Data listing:
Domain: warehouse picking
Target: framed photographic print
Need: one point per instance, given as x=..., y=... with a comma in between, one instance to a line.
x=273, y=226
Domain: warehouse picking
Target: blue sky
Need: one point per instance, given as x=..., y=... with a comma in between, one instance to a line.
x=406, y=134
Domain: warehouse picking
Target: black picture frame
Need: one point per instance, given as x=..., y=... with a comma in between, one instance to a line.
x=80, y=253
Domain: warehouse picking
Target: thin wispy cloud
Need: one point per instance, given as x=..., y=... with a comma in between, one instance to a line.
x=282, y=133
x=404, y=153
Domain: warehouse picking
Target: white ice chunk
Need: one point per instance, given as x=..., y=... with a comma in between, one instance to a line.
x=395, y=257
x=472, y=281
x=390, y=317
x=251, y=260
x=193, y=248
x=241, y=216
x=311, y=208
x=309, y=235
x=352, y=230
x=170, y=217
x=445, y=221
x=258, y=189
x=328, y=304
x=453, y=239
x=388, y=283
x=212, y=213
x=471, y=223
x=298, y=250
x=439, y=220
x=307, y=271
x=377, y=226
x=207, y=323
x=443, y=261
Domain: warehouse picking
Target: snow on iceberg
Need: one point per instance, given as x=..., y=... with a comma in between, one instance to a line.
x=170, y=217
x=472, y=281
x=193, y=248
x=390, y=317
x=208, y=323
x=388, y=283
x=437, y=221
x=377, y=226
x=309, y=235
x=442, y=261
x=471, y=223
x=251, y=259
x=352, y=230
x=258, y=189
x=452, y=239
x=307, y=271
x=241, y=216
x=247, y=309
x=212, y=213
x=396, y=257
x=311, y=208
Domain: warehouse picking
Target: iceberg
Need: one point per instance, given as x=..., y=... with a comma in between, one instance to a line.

Task objective: Please restate the records in full, word for word.

Solution for this problem:
Domain: warehouse picking
Target: framed photographic print
Need: one point per instance, given as x=..., y=... with a comma in between, one instance to a line.
x=273, y=226
Domain: warehouse picking
Target: blue sky
Need: one point per instance, given as x=..., y=... with a comma in between, one instance to a line.
x=406, y=134
Domain: warehouse picking
Target: black picture frame
Need: one point per instance, given as x=..., y=... with a comma in between, one instance to a line.
x=80, y=253
Domain: warehouse picking
Target: thin wispy cloud
Need: one point per instance, given as x=..., y=... with a comma in between, one instance to a line.
x=282, y=133
x=404, y=153
Domain: warehouse picking
Target: white ice chunk
Need: one point per instance, given as x=..., y=... with a comma in between, one instance to a line.
x=395, y=257
x=472, y=281
x=390, y=317
x=251, y=260
x=193, y=248
x=241, y=216
x=311, y=208
x=309, y=235
x=352, y=230
x=170, y=217
x=445, y=221
x=258, y=189
x=328, y=304
x=453, y=239
x=388, y=283
x=212, y=213
x=471, y=223
x=298, y=250
x=439, y=220
x=307, y=271
x=377, y=226
x=207, y=323
x=443, y=261
Domain: warehouse picking
Target: snow on iceberg
Need: one point per instance, given as x=..., y=... with a comma in between, one instance to a line.
x=170, y=217
x=472, y=281
x=193, y=248
x=390, y=317
x=208, y=323
x=388, y=283
x=437, y=221
x=377, y=226
x=309, y=235
x=442, y=261
x=471, y=223
x=251, y=259
x=352, y=230
x=258, y=189
x=452, y=239
x=307, y=271
x=241, y=216
x=247, y=309
x=212, y=213
x=396, y=257
x=311, y=208
Domain: warehouse picking
Target: iceberg
Need: one point per instance, given as x=..., y=... with a comma in between, one instance to a line.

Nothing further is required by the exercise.